## Provided passage
Latino anchor makes news
Cuban-born Raoul Martinez is the first Hispanic to sit in the weeknight anchor chair at a major network affiliate in Orlando.
By Hal Boedeker
Sentinel Television Critic
A WESH-Channel 2 reporter who fled Cuba as a boy will become the first Hispanic to anchor a weeknight newscast on a major network affiliate in Central Florida.
Raoul Martinez, 31, will take the anchor chair of the 5:30 p.m. newscast on Aug. 16.
"He has natural anchor talent that I think is rare," WESH General Manager Bill Bauman said Friday. "He's a good reporter, but anchoring is a hard skill. He has some natural talent that I want to take advantage of."
Martinez's ascension reflects the changing makeup of the Central Florida TV market, which typically has not been mirrored in local stations' personnel.
Bauman acknowledged that Martinez's ethnicity was another advantage in promoting him. (The Orlando Sentinel shares some content with WESH.)
"It's not lost on us that he's Hispanic," Bauman said. "This market has changed, and we need to do better to reflect the market. Diversity will be a significant issue in all of our hiring going forward."
Henry Maldonado, general manager of WKMG-Channel 6 and a native of Venezuela, echoed that sentiment.
"Diversity is a major part of all business, not just in front of the cameras," he said. "It brings a company forward. It keeps everybody in touch with the real character of our viewership."
Martinez joined WESH as a reporter and weekend anchor in 2002. He has been in the business five years, and his only previous TV job had been at KESQ, the ABC affiliate in Palm Springs, Calif. He came to the United States at age 7 in 1980, when his parents left Cuba to escape Fidel Castro's regime.
"When I came here, I didn't speak English," Martinez said. "They put me in a normal second-grade class. Two months later, I'm sitting in front of the TV and speaking English."
He started watching the news at age 9 as he grew up in Orange County, Calif. He earned a bachelor's degree in English and a master's degree in journalism from the University of Southern California.
"We try to get the voice of the community," Martinez said of the news. "Hispanics are a big part of the community. You have to get that voice out there. Sometimes that voice is lost in the news."
WESH mainstay Wendy Chioji will co-anchor with Martinez in the beginning. But Bauman hopes to establish a second anchor team, made up of Martinez and someone else, to back up Chioji and Jim Payne, who head the 5, 6 and 11 p.m. newscasts.

## Dataset entries
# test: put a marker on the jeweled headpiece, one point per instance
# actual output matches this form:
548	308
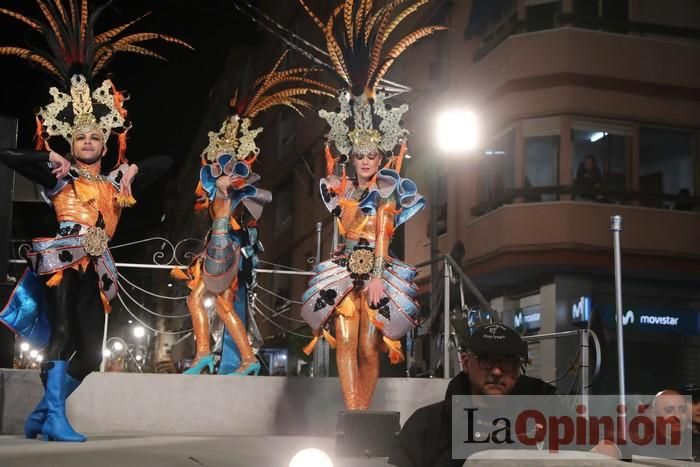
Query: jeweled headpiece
364	123
286	87
74	56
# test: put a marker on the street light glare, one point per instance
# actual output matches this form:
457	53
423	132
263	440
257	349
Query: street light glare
311	458
457	131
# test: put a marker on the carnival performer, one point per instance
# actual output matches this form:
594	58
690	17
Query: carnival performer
225	268
61	300
362	299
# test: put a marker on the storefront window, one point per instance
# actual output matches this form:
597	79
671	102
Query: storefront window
665	163
599	163
498	167
541	164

## Directions
A. Using the Raoul Martinez article, answer each question briefly:
(i) Which newscast will Martinez anchor starting Aug. 16?
(ii) Where did he hold his only previous TV job?
(iii) From which university did he earn his degrees?
B. Please reproduce the part of the Raoul Martinez article that begins with "By Hal Boedeker" and runs through "content with WESH.)", word for word.
C. Extend the Raoul Martinez article with a few more paragraphs that pick up after its final sentence.

## Written responses
A.
(i) The 5:30 p.m. newscast.
(ii) At KESQ, the ABC affiliate in Palm Springs, Calif.
(iii) The University of Southern California.

B.
By Hal Boedeker
Sentinel Television Critic
A WESH-Channel 2 reporter who fled Cuba as a boy will become the first Hispanic to anchor a weeknight newscast on a major network affiliate in Central Florida.
Raoul Martinez, 31, will take the anchor chair of the 5:30 p.m. newscast on Aug. 16.
"He has natural anchor talent that I think is rare," WESH General Manager Bill Bauman said Friday. "He's a good reporter, but anchoring is a hard skill. He has some natural talent that I want to take advantage of."
Martinez's ascension reflects the changing makeup of the Central Florida TV market, which typically has not been mirrored in local stations' personnel.
Bauman acknowledged that Martinez's ethnicity was another advantage in promoting him. (The Orlando Sentinel shares some content with WESH.)

C.
The growing Hispanic presence in the Orlando market can be seen elsewhere on the television landscape. WVEN-Channel 26, the affiliate of Spanish-language Univision, offers local newscasts at 6 and 11 p.m. WTMO-Channel 40, the Telemundo affiliate, plans to launch weeknight newscasts at 6 and 11 in October.
Industry insiders have said Orlando has difficulty competing with bigger markets, such as Atlanta and Miami, in attracting and keeping minority talent. But WKMG's Maldonado said that is changing.
"Good anchors and reporters are being sought after by markets that can pay them better than Orlando," he said. "But they're all over the country. You have to keep looking."
Through 50 years of television history, Central Florida has logged little diversity in main anchor positions. Just three African-Americans have held the job on a 5, 5:30, 6 or 11 p.m. weekday newscast on a network affiliate. Jacqueline London is the sole African-American in the prominent role at the moment; she anchors the 5:30 newscast on WKMG.
Annetta Wilson was the first when she anchored at Channel 6 from 1980 to 1983. Jackie Brockington anchored at WESH from 1986 to 1989. Brockington now works at Central Florida News 13, a 24-hour cable operation, where Wilson is director of marketing. That cable channel has a prominent African-American anchor in Rod Johnson.
In recent years, the most prominent minority anchor in Central Florida has been Chioji, a Japanese-American. Shannon Hori, another Japanese-American who anchored WESH's 5:30 newscast, left in May to move to Dallas.
Hal Boedeker can be reached at firstname.lastname@example.org or 407-420-5756.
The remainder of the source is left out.